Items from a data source
________________________
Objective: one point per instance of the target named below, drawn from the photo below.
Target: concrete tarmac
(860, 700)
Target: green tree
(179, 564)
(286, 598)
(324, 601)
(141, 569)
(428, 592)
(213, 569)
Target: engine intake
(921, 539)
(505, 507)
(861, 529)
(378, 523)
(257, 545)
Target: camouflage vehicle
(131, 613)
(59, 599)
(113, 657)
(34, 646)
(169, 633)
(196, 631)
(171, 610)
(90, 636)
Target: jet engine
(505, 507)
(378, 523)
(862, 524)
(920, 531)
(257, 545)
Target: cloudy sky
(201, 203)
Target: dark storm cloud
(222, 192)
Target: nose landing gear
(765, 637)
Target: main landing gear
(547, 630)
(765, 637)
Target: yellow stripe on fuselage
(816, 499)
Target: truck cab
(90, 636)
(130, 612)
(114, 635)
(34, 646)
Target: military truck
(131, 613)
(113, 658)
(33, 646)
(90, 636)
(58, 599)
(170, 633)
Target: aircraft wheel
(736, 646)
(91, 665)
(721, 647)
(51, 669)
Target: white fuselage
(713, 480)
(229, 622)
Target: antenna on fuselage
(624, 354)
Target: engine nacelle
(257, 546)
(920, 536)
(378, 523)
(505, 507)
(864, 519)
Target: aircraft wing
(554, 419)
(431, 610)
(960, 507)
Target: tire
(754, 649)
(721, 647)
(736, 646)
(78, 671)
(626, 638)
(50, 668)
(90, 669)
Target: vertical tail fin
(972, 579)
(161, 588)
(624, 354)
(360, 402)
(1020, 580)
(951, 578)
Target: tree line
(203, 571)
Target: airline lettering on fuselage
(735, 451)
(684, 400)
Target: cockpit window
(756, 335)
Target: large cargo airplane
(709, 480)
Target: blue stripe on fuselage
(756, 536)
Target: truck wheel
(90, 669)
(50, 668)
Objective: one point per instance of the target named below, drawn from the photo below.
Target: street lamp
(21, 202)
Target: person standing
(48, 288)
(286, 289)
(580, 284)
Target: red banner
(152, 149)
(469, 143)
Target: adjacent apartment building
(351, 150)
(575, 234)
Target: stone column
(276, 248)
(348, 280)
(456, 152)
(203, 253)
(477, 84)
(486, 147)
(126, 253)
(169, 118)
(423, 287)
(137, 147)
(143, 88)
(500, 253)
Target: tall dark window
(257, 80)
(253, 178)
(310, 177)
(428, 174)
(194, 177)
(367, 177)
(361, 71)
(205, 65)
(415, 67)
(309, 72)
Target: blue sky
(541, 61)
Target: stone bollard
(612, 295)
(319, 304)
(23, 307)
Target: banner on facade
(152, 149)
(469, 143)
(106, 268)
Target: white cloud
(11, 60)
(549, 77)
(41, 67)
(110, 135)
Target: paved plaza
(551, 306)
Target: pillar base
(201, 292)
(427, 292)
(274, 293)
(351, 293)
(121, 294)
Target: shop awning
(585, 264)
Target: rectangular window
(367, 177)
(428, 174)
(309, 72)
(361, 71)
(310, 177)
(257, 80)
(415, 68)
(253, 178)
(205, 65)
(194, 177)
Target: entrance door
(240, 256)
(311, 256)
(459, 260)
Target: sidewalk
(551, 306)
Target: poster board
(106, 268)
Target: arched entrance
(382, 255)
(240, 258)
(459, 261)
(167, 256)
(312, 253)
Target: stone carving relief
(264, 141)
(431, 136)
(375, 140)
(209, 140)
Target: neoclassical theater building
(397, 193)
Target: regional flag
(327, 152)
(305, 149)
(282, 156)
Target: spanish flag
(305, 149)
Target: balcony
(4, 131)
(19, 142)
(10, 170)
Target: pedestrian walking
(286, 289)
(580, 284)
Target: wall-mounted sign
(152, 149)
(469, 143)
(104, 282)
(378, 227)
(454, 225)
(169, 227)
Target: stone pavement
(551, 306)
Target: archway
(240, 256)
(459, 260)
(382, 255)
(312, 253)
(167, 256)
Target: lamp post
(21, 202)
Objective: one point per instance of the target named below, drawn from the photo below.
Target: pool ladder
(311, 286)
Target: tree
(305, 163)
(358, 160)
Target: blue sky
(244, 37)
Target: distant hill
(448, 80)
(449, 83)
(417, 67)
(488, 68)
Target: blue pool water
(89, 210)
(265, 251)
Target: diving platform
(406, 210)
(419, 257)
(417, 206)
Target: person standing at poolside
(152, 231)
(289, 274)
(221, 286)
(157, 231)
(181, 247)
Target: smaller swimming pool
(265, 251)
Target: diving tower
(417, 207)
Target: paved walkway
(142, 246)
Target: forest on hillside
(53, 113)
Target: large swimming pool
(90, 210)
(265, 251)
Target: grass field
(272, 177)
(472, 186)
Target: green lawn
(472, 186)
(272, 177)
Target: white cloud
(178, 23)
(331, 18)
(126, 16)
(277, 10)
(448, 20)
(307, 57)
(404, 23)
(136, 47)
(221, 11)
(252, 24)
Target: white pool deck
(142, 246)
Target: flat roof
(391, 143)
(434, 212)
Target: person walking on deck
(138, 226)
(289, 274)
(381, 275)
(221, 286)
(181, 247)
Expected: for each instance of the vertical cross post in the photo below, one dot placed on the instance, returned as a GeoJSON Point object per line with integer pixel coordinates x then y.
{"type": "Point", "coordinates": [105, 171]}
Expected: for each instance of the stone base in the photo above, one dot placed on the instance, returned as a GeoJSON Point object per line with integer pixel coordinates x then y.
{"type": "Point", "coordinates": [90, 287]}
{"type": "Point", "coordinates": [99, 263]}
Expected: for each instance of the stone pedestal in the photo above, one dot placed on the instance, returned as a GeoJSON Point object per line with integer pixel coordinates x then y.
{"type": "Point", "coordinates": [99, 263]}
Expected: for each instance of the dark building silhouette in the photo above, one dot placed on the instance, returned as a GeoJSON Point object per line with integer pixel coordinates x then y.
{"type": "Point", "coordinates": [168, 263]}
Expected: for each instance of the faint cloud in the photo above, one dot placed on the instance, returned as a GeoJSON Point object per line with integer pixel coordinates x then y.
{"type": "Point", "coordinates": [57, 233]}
________________________
(WORK INSTRUCTIONS)
The line containing "Expected: for each instance of the dark" marks the start; retype it and each line after it through the end of the records above, exactly.

(RESULT OF THIS TASK)
Expected: for each instance of the dark building silhouette in the photo above, one dot placed on the instance, returned as a GeoJSON Point object per line with integer pixel coordinates x then y.
{"type": "Point", "coordinates": [168, 263]}
Expected: for each instance of the faint cloud in the photo above, one dot placed on the instance, returned as a GeoJSON Point object per line with integer pixel coordinates x then y.
{"type": "Point", "coordinates": [57, 233]}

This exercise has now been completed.